::: Raw records :::

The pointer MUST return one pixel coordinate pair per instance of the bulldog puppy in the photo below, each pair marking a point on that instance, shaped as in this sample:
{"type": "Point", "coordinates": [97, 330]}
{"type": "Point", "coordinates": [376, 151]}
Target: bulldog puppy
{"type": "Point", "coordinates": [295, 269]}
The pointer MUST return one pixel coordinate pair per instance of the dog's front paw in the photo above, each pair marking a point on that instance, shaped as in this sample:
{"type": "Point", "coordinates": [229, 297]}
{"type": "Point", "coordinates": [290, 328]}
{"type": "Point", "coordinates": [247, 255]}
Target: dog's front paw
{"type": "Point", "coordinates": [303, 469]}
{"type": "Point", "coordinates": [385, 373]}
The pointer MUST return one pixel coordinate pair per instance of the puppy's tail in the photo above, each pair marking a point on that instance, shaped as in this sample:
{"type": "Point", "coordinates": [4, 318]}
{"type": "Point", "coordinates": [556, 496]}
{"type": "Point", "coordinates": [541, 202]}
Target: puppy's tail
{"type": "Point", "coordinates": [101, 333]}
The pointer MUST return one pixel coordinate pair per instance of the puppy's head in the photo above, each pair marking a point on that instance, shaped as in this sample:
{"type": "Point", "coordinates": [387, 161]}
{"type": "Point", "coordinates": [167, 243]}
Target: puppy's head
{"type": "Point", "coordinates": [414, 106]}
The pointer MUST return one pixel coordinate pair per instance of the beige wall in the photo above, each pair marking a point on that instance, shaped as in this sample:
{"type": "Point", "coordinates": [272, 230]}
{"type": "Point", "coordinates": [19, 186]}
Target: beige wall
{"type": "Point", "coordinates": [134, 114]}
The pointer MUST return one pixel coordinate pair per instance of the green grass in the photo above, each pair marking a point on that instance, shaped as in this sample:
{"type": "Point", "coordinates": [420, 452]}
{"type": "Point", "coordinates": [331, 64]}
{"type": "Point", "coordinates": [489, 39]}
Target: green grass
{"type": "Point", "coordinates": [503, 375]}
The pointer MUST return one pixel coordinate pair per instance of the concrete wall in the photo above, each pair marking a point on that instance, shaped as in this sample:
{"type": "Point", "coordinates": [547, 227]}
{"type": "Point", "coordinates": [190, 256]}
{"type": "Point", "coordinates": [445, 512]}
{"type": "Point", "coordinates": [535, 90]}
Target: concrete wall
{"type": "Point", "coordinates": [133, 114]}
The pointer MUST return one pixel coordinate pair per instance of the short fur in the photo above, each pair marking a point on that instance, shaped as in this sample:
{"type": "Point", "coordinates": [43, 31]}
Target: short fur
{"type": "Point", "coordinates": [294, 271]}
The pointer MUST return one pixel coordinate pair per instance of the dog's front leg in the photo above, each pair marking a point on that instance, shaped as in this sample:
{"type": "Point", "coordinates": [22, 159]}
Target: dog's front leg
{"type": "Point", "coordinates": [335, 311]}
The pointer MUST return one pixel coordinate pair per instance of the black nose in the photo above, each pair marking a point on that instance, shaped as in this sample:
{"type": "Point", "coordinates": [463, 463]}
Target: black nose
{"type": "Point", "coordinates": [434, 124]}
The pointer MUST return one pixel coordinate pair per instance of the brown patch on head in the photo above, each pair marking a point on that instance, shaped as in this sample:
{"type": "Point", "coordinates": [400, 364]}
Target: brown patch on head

:::

● **Your task**
Copy out all of the rows above verbatim, from the first line to the last, changing nothing.

● **Task output**
The pointer MUST return one pixel coordinate pair per instance of the bulldog puppy in the photo below, each pair marking a point on that instance, shaped as in this sample:
{"type": "Point", "coordinates": [97, 330]}
{"type": "Point", "coordinates": [376, 151]}
Target: bulldog puppy
{"type": "Point", "coordinates": [295, 269]}
The pointer MUST return one pixel coordinate pair per instance of the dog's front paw in the photo above, each pair marking a point on that instance, shaped as in this sample:
{"type": "Point", "coordinates": [229, 297]}
{"type": "Point", "coordinates": [290, 328]}
{"type": "Point", "coordinates": [247, 255]}
Target: dog's front paw
{"type": "Point", "coordinates": [303, 469]}
{"type": "Point", "coordinates": [385, 373]}
The pointer MUST return one pixel coordinate pair per instance of the puppy's tail in the photo above, each pair marking a point on that instance, shaped as in this sample:
{"type": "Point", "coordinates": [4, 318]}
{"type": "Point", "coordinates": [556, 496]}
{"type": "Point", "coordinates": [541, 202]}
Target: puppy's tail
{"type": "Point", "coordinates": [101, 333]}
The pointer MUST return one pixel coordinate pair per instance of the puppy's head in the photo above, each pair marking a point on that instance, shaped as in this sample:
{"type": "Point", "coordinates": [387, 161]}
{"type": "Point", "coordinates": [167, 243]}
Target: puppy's head
{"type": "Point", "coordinates": [414, 106]}
The pointer MUST return one pixel coordinate pair per instance of the beige wall in the photo above, each pair marking a point on that instance, shaped as in this sample:
{"type": "Point", "coordinates": [272, 230]}
{"type": "Point", "coordinates": [19, 186]}
Target: beige wall
{"type": "Point", "coordinates": [134, 114]}
The pointer MUST return one pixel coordinate pair per instance of the green grass in the photo above, each pair marking a point on that instance, shaped as in this sample:
{"type": "Point", "coordinates": [420, 452]}
{"type": "Point", "coordinates": [331, 64]}
{"type": "Point", "coordinates": [489, 39]}
Target: green grass
{"type": "Point", "coordinates": [503, 375]}
The pointer MUST return one pixel coordinate pair per instance of the concrete wall in the photo above, each pair marking a point on that instance, shaped as in this sample:
{"type": "Point", "coordinates": [547, 227]}
{"type": "Point", "coordinates": [190, 256]}
{"type": "Point", "coordinates": [445, 512]}
{"type": "Point", "coordinates": [535, 90]}
Target: concrete wall
{"type": "Point", "coordinates": [133, 114]}
The pointer MUST return one pixel coordinate pair per instance of the short fur in the photo above, each pair marking a point on that instance, shaped as in this sample:
{"type": "Point", "coordinates": [43, 31]}
Target: short fur
{"type": "Point", "coordinates": [294, 271]}
The pointer MUST return one pixel coordinate pair per instance of the dog's front leg in the photo above, each pair marking a point on that instance, shaped as in this sample:
{"type": "Point", "coordinates": [22, 159]}
Target: dog's front leg
{"type": "Point", "coordinates": [335, 311]}
The pointer MUST return one pixel coordinate pair per instance of the black nose in the photo above, each pair marking a point on that instance, shaped as in this sample:
{"type": "Point", "coordinates": [463, 463]}
Target: black nose
{"type": "Point", "coordinates": [434, 124]}
The pointer MUST return one pixel coordinate pair per instance of the brown patch on head in the photo above, each pair marking a point on that instance, shaped as in this sample:
{"type": "Point", "coordinates": [400, 364]}
Target: brown patch on head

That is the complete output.